## Task statement
A line below contains "TARGET = beige sofa", and a later one contains "TARGET = railway yard". Repeat both, with every line between them, exactly.

## Data under study
*** Block opens ***

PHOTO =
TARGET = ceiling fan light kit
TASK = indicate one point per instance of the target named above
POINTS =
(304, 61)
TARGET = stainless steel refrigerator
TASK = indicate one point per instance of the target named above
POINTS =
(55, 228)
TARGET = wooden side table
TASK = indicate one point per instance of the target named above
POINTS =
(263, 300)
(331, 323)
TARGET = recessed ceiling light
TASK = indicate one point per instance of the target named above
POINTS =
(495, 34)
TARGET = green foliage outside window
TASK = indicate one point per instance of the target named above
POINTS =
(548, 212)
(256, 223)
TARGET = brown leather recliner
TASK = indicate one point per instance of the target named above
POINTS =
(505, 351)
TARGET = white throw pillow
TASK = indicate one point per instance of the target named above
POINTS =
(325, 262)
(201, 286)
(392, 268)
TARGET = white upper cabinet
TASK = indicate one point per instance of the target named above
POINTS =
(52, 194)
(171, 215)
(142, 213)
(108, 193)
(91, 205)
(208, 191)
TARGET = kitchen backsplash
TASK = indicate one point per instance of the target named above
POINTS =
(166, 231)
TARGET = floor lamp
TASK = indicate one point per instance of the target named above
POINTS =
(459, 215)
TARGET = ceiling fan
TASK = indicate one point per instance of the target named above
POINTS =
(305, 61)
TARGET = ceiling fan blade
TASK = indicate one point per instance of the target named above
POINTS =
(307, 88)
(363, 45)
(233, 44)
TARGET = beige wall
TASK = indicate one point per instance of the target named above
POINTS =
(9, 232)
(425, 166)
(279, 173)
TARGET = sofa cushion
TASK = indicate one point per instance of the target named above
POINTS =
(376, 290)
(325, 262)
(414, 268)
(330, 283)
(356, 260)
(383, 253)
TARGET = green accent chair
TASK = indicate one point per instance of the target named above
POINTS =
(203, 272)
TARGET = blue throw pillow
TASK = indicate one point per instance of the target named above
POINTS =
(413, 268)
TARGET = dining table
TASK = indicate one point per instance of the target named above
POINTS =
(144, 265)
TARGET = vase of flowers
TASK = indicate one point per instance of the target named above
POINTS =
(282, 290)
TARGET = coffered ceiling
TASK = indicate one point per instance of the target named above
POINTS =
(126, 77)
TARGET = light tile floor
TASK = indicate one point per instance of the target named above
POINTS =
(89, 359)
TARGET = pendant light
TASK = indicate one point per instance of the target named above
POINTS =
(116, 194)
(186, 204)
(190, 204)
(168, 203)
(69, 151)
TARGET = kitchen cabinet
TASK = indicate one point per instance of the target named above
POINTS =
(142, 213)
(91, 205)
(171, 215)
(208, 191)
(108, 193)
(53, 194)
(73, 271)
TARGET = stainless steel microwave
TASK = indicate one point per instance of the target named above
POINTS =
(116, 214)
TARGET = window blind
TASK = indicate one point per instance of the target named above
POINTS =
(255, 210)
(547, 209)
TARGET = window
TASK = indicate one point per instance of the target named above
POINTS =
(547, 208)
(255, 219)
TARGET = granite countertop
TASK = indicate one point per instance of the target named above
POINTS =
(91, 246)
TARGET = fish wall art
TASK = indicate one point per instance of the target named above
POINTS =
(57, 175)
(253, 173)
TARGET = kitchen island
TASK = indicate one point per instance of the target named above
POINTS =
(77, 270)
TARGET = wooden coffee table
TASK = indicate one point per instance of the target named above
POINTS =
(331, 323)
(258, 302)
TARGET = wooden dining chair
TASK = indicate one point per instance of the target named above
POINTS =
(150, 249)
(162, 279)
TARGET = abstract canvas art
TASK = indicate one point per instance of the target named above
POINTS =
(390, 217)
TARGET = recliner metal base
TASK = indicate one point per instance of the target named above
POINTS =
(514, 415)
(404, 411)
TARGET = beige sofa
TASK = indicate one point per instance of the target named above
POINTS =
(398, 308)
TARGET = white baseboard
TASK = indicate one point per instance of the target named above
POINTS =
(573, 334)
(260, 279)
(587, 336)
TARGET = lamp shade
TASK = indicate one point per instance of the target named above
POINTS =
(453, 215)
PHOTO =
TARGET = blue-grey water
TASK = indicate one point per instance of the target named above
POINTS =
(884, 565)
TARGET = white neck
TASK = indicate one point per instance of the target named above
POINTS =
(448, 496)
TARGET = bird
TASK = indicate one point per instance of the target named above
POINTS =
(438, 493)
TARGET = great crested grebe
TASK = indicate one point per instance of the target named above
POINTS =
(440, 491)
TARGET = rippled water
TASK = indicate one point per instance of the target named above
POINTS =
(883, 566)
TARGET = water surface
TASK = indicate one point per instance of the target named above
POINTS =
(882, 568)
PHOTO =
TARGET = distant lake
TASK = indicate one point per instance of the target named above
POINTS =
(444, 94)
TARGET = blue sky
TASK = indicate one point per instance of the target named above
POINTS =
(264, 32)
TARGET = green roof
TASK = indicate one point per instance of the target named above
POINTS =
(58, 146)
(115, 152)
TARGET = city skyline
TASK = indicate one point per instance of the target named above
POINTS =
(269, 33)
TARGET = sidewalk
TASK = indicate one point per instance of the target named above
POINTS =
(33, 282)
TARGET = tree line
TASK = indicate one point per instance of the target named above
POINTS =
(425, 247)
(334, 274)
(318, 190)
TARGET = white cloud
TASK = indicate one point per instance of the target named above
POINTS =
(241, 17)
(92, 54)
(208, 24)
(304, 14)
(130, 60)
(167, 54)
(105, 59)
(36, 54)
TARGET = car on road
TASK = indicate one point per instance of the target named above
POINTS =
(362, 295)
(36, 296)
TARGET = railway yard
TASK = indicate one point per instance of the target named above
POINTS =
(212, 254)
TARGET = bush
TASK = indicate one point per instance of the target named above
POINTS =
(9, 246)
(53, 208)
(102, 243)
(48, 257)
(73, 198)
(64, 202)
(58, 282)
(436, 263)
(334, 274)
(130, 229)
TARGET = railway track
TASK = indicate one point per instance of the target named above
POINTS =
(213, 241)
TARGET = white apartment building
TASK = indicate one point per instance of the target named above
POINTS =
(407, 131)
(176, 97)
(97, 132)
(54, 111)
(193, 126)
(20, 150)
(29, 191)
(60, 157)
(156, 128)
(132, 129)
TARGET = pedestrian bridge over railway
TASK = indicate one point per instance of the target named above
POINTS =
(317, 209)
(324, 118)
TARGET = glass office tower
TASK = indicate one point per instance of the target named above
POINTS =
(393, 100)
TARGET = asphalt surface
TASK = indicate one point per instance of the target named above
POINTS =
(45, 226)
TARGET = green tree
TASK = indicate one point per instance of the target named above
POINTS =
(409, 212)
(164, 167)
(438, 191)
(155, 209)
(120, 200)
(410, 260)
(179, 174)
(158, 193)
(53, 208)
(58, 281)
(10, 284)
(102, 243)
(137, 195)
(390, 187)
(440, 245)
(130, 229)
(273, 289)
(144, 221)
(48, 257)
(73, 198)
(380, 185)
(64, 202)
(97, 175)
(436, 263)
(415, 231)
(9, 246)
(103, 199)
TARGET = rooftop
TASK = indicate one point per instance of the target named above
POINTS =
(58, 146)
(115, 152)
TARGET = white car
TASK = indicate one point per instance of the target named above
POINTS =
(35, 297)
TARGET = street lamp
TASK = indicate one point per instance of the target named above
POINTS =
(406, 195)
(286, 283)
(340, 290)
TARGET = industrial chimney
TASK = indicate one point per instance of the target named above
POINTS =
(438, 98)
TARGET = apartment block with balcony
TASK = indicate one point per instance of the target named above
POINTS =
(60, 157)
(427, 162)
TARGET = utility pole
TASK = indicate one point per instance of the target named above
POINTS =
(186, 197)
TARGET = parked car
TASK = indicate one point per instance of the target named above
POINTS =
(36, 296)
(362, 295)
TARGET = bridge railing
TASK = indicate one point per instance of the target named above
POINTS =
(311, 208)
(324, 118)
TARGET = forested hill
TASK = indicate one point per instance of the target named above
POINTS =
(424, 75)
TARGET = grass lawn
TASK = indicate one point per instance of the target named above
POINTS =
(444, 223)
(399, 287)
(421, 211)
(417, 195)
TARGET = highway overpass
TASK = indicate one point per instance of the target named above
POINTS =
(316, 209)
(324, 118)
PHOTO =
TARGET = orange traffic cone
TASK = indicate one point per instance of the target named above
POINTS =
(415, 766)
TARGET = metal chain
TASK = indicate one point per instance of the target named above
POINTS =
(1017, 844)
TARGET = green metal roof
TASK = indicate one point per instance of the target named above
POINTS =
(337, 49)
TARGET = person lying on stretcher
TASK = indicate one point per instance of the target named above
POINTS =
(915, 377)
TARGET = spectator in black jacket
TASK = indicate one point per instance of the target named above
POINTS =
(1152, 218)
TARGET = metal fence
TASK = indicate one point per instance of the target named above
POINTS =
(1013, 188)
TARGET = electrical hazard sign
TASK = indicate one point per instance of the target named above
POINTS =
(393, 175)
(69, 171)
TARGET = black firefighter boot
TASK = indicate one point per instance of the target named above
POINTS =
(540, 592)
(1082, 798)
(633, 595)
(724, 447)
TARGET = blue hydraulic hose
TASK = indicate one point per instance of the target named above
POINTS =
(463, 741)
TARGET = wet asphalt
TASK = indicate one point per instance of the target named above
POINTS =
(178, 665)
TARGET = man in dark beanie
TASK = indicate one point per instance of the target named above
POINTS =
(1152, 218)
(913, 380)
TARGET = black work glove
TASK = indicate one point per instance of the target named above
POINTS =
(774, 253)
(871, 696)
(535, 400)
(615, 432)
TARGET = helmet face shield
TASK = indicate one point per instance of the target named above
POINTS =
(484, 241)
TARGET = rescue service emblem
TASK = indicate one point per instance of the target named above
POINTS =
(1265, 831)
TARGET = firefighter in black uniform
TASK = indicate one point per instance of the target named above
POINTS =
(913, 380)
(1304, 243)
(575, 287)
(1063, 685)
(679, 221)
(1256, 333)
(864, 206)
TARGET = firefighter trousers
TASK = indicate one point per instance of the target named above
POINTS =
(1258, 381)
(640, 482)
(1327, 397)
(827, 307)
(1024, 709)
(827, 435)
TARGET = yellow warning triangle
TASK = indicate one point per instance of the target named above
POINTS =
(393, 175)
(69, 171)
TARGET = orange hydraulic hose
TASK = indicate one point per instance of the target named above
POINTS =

*** Block closes ***

## Result below
TARGET = beige sofa
TASK = indicate one point per instance of the target named above
POINTS =
(398, 308)
TARGET = white baseboard
TASK = indicate one point per instance of the target named above
POINTS =
(573, 334)
(260, 279)
(587, 336)
TARGET = lamp shade
TASK = indicate one point per instance of the target named above
POINTS =
(453, 215)
PHOTO =
TARGET = blue-grey water
TASK = indicate one point per instance of the target named above
POINTS =
(884, 565)
TARGET = white neck
TASK = indicate one point per instance of the target named above
POINTS =
(448, 496)
TARGET = bird
TASK = indicate one point per instance of the target named above
POINTS =
(438, 493)
TARGET = great crested grebe
TASK = indicate one point per instance of the target named above
POINTS =
(440, 491)
TARGET = rippled water
TASK = indicate one point per instance of the target named above
POINTS =
(883, 566)
TARGET = water surface
TASK = indicate one point per instance of the target named above
POINTS =
(882, 568)
PHOTO =
TARGET = distant lake
TASK = indicate one point per instance of the target named above
POINTS =
(444, 94)
TARGET = blue sky
TASK = indicate one point per instance of the target named above
POINTS =
(264, 32)
TARGET = green roof
TASK = indicate one point per instance of the target named above
POINTS =
(58, 146)
(115, 152)
TARGET = city skyline
TASK = indicate one point per instance of the target named above
POINTS =
(269, 33)
TARGET = sidewalk
TASK = indicate one point per instance of the target named above
POINTS =
(33, 282)
TARGET = tree line
TASK = indicate one point per instance of the target named above
POINTS =
(425, 247)
(334, 274)
(318, 190)
TARGET = white cloud
TASK = indicate one point per instance of the target named above
POINTS =
(241, 17)
(92, 54)
(208, 24)
(304, 14)
(130, 60)
(167, 54)
(105, 59)
(36, 54)
TARGET = car on road
TASK = indicate one point per instance of the target named above
POINTS =
(362, 295)
(36, 296)
TARGET = railway yard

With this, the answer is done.